* Aim of the task
Reproduce the material below word for word, starting at the line that contains "Task: mark the blurred popcorn" and ending at the last line of the material, with both of those lines included.
— Start of Listed records —
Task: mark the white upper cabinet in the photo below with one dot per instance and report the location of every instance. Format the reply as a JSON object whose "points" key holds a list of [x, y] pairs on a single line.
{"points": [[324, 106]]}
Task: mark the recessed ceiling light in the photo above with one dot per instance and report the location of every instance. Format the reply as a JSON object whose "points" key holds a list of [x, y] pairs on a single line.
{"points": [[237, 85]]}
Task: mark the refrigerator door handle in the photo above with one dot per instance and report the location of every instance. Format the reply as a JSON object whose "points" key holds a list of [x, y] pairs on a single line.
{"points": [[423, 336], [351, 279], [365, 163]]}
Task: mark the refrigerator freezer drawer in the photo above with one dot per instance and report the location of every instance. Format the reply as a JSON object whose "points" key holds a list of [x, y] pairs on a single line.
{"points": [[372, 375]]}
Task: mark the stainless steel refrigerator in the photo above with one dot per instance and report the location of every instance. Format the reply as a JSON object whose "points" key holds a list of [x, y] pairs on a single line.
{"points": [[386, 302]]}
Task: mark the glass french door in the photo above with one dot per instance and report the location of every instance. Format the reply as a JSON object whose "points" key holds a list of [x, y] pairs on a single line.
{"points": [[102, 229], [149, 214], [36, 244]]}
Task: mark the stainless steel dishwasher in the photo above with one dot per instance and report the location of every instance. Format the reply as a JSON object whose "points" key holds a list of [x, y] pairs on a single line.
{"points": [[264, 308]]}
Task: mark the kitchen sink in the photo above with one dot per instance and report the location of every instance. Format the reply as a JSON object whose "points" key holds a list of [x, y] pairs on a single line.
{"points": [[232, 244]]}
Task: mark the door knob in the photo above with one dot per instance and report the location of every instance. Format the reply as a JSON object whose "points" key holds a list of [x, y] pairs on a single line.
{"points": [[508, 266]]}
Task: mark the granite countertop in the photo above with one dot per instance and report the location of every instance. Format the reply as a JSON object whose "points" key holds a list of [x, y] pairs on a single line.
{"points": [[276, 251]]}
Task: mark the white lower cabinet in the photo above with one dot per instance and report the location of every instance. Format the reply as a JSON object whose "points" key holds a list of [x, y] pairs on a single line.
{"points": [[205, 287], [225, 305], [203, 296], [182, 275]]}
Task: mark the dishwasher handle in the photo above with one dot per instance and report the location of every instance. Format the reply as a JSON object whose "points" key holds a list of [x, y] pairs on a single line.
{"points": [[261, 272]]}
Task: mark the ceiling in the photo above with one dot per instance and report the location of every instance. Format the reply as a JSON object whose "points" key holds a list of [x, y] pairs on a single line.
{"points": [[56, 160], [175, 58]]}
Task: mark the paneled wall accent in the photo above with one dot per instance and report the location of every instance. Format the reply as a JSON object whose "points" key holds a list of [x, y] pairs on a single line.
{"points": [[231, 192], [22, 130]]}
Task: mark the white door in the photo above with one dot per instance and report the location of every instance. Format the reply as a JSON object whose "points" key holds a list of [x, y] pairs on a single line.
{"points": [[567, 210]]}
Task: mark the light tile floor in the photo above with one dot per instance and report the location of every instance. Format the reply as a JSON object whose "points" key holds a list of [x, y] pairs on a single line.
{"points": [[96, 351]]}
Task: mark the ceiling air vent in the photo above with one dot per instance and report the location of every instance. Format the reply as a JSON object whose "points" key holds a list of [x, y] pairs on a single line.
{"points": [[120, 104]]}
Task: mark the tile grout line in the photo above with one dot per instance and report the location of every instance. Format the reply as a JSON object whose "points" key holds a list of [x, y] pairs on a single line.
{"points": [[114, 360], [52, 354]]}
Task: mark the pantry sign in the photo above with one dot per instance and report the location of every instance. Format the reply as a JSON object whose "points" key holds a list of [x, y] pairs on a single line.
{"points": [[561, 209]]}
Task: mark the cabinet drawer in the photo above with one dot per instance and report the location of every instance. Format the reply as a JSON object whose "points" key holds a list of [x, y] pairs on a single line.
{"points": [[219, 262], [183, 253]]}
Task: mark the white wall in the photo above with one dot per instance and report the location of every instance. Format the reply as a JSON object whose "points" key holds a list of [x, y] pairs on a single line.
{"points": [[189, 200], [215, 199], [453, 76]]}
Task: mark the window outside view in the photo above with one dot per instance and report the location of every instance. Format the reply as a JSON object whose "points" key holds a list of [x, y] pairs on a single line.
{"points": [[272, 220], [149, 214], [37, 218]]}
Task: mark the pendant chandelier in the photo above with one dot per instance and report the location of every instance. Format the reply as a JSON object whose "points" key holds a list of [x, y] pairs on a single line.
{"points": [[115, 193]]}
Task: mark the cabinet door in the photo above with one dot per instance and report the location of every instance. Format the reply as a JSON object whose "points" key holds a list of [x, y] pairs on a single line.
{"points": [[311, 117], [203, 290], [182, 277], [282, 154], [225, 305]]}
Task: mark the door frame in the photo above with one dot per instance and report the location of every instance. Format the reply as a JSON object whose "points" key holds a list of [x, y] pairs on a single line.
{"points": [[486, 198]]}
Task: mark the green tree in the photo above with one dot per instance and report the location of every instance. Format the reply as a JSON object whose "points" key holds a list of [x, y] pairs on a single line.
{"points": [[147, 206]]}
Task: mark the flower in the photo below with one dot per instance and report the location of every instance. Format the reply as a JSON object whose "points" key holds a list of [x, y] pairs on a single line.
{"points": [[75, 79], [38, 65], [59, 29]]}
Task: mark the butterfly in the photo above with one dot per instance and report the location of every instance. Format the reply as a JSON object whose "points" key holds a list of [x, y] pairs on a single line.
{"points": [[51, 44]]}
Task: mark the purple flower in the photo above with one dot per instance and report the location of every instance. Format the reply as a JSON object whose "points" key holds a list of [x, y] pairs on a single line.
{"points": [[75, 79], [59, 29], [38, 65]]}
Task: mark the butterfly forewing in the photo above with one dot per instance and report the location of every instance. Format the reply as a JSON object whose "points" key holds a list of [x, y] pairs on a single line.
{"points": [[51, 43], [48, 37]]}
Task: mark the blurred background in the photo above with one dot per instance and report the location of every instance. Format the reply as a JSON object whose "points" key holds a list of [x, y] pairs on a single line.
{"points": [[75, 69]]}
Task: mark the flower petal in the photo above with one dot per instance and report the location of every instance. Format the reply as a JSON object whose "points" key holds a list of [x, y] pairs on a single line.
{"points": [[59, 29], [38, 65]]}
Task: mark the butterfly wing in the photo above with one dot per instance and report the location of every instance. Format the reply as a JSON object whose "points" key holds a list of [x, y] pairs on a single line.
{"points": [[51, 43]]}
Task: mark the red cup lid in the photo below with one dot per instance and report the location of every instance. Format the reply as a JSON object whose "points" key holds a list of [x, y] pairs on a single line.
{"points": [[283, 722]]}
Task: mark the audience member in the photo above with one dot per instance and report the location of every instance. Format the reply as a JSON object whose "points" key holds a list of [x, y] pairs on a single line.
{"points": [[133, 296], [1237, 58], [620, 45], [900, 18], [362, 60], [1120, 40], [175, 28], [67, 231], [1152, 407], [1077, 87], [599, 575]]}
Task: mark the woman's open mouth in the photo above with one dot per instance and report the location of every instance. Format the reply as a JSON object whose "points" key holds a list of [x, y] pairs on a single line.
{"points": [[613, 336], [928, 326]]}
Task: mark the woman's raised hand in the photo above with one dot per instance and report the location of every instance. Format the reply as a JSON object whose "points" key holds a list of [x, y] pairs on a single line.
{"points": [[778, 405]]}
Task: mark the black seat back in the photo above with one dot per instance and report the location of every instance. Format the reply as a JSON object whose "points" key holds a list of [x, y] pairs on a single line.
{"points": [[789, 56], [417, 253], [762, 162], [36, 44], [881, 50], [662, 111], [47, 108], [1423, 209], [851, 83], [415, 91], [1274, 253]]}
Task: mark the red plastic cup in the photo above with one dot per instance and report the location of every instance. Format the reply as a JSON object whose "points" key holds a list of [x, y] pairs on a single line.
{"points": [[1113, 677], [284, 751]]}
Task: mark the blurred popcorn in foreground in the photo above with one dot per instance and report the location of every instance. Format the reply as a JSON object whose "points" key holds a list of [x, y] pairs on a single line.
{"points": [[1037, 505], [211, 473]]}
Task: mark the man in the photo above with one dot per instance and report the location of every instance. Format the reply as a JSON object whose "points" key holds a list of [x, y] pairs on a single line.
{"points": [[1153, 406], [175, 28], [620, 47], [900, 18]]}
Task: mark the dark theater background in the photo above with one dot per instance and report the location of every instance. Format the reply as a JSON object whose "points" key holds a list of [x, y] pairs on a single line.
— End of Listed records —
* Output
Task: mark the blurred popcorn in foreground in the photo above with one dot per instance and report the location of every instance. Format the reply as a JSON object whose "points" key holds a list of [x, y] pairs on a single line.
{"points": [[1037, 505], [211, 473]]}
Task: mark the man in the photo above with one dot per instance and report the location of every instance. Format the reply as a JSON object whose "points" key holds a list of [x, y] pairs on a single line.
{"points": [[1153, 406], [175, 28], [620, 47], [900, 18]]}
Task: mark the dark theater background in the photo above with one dot per instance and report the location of every instance. Format the reply as a JSON object whose "points" key holds a list of [x, y] pairs on a single line.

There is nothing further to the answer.